PROBLEM DESCRIPTION -
Quote the entries word for word. Omit the pictures.

Source records
§
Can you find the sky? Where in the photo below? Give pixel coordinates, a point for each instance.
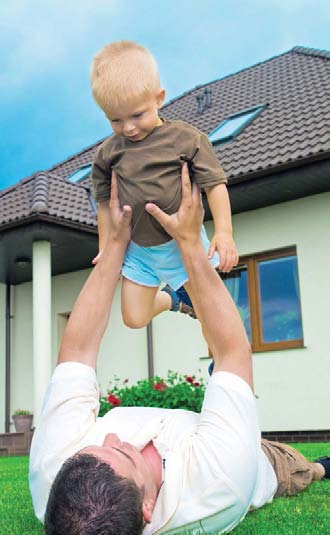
(46, 109)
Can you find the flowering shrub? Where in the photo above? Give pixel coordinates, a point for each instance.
(175, 392)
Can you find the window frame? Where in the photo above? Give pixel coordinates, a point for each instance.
(253, 283)
(88, 170)
(253, 112)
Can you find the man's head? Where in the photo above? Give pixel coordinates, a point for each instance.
(125, 84)
(102, 490)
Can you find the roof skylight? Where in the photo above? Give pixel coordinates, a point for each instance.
(79, 174)
(231, 127)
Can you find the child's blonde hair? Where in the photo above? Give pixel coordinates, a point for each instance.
(123, 72)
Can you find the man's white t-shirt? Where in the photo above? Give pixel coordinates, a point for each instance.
(214, 469)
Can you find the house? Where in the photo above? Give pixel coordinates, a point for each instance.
(270, 127)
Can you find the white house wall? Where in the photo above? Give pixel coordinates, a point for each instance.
(292, 385)
(123, 351)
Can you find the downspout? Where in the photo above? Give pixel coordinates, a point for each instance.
(150, 349)
(8, 359)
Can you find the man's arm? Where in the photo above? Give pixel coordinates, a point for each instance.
(222, 240)
(222, 325)
(90, 314)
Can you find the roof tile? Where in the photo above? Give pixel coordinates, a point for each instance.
(294, 125)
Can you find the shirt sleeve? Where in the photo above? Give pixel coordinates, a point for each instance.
(207, 171)
(68, 413)
(101, 177)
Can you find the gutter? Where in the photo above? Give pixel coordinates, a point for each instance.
(8, 359)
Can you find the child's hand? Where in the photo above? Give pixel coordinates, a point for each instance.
(97, 258)
(223, 243)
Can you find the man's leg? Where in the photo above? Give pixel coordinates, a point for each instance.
(293, 471)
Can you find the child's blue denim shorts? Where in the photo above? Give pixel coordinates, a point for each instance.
(149, 266)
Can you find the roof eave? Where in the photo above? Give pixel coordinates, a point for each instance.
(46, 218)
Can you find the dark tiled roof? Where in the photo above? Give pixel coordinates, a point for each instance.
(294, 126)
(45, 193)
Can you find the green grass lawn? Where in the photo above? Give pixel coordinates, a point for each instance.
(306, 514)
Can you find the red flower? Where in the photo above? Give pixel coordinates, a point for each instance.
(113, 400)
(161, 386)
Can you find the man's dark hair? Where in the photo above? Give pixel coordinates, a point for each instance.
(89, 498)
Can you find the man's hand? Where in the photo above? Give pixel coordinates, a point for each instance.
(120, 218)
(223, 243)
(186, 223)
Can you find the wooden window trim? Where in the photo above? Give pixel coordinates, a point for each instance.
(251, 262)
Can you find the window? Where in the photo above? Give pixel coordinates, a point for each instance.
(265, 289)
(231, 127)
(80, 174)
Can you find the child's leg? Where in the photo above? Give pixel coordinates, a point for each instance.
(139, 304)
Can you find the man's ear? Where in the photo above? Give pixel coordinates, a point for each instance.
(147, 509)
(160, 98)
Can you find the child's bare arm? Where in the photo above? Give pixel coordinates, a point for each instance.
(222, 240)
(103, 223)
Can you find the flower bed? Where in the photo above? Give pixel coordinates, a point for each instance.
(175, 392)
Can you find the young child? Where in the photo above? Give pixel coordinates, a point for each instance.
(147, 154)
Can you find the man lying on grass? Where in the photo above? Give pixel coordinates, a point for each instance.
(148, 470)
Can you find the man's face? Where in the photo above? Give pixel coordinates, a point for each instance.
(126, 460)
(138, 119)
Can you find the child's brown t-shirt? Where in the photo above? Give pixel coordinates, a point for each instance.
(150, 171)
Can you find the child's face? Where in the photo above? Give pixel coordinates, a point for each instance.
(135, 121)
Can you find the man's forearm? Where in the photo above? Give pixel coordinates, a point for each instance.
(103, 223)
(91, 311)
(219, 204)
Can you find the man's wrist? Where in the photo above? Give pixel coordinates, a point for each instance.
(190, 246)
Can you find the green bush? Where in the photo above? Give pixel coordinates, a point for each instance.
(175, 392)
§
TASK RESPONSE -
Can you find the sky? Where in the photo below? Give pixel coordinates, a point for each instance.
(46, 109)
Can you find the flowering shrub? Where in the photo above? Give pixel coordinates, a point for each instance.
(175, 392)
Can you find the window frame? Where in the photo above? Give pixel coordinates, a point for each instance.
(253, 283)
(88, 170)
(253, 112)
Can you find the man's head? Where in the photo above? Give pixel coordinates, a point for each instance.
(125, 84)
(102, 490)
Can you find the roof skylight? Where in the photo above? Give pixel coordinates, a point for each instance.
(79, 174)
(231, 127)
Can you find the child's blonde hair? Where in the photo above? Give pixel coordinates, a point for each instance.
(123, 72)
Can you find the man's white t-shirt? Where in the photo above? Give pixel coordinates, a point for each instance.
(214, 469)
Can you find the house? Where in the photo above? Give pixel coordinates, a point for each instance.
(270, 127)
Can you find the white house wall? Where in the photo above? Give pixel coordinates, a point for each instance.
(292, 385)
(123, 351)
Can you find the downspout? Where in the photo above? Give pixel coordinates, a point for each instance.
(150, 349)
(8, 359)
Can you find the man's arm? Where in the photo above? Give pixel coordinates, a point for each instance.
(222, 240)
(222, 325)
(90, 314)
Can you find the roof tile? Where in the photo above? Give pixel coordinates, a point for each instance.
(294, 125)
Can you find the shirt sleeve? Where in the photo above? Give pixel coordinates, a point for each instance.
(207, 171)
(68, 413)
(101, 177)
Can you find the gutter? Where in the photo above? Give pixel coordinates, a point for each instance.
(8, 359)
Can you find the child's hand? Where in the photo above? Give pixel coordinates, a point for each instance.
(97, 258)
(223, 243)
Can you find the man's leg? Where in the photo above? Give pixel coordinates, a point for each instance.
(293, 471)
Can you find the child's blue denim shorts? Where in the photo above? Give pixel coordinates, a point for each instance.
(149, 266)
Can you find the roof eave? Where in the photo above? Give pixel coordinates, a point for each instance.
(46, 218)
Can you find the dark tiled roof? Where in the photo above? Give pixel coordinates, a point for each instance.
(294, 126)
(45, 193)
Can you find the green grass lawn? Where in the photo above? Give pixel coordinates, a point for each instance.
(306, 514)
Can you find the red flower? Where in the photo above? Give pixel coordinates, a point for each instance.
(113, 400)
(161, 386)
Can you find the man's dark hair? Where in the photo above? Give pixel coordinates, a point for each instance.
(89, 498)
Can you find the man's hand? Where in the photo above? Give pixel coordinates, a point for each instance.
(120, 218)
(223, 243)
(186, 223)
Can you find the wooden window trim? Where in the photo above? Give pixel coordinates, a point for each instance.
(251, 262)
Can you find the window? Where in the photo above? Give pixel coordinates, a point for each instance.
(265, 289)
(231, 127)
(80, 174)
Can you find the child's leg? Where in the photo above? Give pixel coordinates, a point for each instance.
(139, 304)
Can you find the man's ear? Where in the photo above? Give pixel coordinates, a point for each instance.
(147, 509)
(160, 98)
Can you find the child's bare arm? Where in the photo above? Give pixel coordinates, a point for each instance.
(222, 240)
(103, 223)
Can you find the flower bed? Where in the photo above? Give pixel coordinates, a point for each instance.
(175, 392)
Can you find the young child? Where in the photo above? Give pixel coordinates, a point for each instance.
(147, 154)
Can you find the man lying on grass? Where in the photo above? Give pixel coordinates, a point for each instance.
(148, 470)
Can you find the man's face? Where in the photo above? Give pixel coordinates, a point for each instance.
(126, 460)
(138, 119)
Can you find the child's brown t-shirt? Where in the photo above? Give pixel coordinates, a point for each instance.
(150, 171)
Can you find the child's face? Where in the photo above? Give pixel coordinates, a point for each instance.
(135, 121)
Can you find the man's forearm? Where in the photo above? Give pixel coordinates, a point for each instance.
(103, 223)
(91, 311)
(219, 204)
Can you find the man's wrist? Where in the photo above? Give pixel coordinates, a point for each instance.
(190, 246)
Can you find the green bush? Where in the photo above? Give pixel coordinates, a point for each instance.
(175, 392)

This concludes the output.